- **DATA TO USE**:
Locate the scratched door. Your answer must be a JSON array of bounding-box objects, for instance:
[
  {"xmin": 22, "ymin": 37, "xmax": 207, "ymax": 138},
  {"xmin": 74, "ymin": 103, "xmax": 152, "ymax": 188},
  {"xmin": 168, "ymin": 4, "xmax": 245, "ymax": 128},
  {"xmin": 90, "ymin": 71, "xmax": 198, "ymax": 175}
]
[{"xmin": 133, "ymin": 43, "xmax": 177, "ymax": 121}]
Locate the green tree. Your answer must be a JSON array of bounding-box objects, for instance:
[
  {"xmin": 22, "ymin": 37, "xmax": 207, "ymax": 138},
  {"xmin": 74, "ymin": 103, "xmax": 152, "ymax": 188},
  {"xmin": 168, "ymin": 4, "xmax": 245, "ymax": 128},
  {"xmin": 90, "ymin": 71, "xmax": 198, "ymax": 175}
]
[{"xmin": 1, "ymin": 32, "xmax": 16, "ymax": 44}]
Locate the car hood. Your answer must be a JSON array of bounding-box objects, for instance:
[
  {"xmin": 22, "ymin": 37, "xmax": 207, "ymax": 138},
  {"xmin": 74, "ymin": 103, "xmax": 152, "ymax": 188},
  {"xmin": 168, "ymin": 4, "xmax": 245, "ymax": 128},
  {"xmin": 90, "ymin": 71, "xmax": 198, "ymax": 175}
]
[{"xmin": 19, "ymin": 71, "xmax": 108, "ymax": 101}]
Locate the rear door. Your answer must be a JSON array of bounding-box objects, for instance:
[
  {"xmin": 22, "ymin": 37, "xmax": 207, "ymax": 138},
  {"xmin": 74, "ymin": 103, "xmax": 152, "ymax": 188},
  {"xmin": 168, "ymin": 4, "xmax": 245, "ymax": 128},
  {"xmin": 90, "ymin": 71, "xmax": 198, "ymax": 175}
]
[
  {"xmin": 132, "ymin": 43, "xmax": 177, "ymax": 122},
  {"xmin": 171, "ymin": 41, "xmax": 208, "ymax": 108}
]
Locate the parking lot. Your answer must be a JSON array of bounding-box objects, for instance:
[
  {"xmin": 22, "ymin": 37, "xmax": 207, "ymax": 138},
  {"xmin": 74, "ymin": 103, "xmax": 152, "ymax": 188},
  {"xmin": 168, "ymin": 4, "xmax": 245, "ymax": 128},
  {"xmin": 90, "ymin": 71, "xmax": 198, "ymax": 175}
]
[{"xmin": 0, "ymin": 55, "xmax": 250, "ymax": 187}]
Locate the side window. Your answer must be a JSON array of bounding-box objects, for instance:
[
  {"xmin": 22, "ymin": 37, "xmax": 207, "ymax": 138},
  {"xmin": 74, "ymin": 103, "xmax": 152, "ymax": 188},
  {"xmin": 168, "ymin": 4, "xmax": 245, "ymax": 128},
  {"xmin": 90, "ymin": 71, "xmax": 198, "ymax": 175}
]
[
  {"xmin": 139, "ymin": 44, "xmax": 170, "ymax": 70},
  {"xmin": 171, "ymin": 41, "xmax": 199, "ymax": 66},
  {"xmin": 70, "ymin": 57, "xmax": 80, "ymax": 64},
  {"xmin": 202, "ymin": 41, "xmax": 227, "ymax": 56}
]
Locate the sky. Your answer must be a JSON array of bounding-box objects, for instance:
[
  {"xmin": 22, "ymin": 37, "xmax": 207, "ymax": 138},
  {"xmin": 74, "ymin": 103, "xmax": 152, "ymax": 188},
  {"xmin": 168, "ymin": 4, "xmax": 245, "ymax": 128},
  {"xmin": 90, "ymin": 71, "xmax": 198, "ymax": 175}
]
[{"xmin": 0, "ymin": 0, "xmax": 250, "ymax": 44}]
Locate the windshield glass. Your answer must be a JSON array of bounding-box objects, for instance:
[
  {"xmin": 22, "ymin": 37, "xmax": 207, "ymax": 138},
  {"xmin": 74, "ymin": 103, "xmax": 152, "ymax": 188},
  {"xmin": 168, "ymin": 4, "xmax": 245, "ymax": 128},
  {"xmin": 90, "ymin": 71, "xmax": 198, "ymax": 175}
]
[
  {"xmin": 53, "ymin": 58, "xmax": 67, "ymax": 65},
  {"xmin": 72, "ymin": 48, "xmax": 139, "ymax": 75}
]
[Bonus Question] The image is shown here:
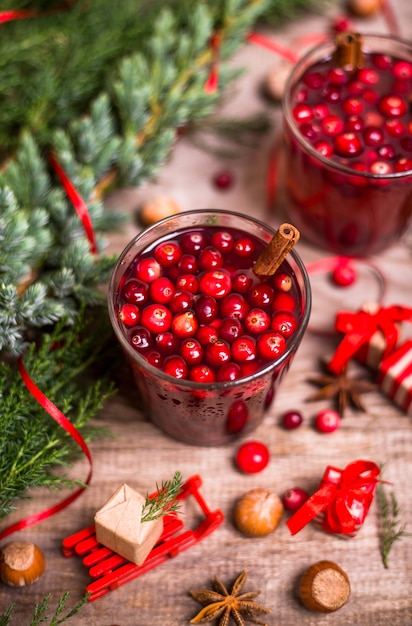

- **THE EXERCISE**:
Collect each line of the data above that contains the word "door", treating uppercase and lowercase as different.

- **SOLUTION BELOW**:
Locate the scratched door. Your answer must be a JSON array of bounding-box objects, for instance:
Locate the rear door. Your answer must be a JSON array of bounding-box objects, for instance:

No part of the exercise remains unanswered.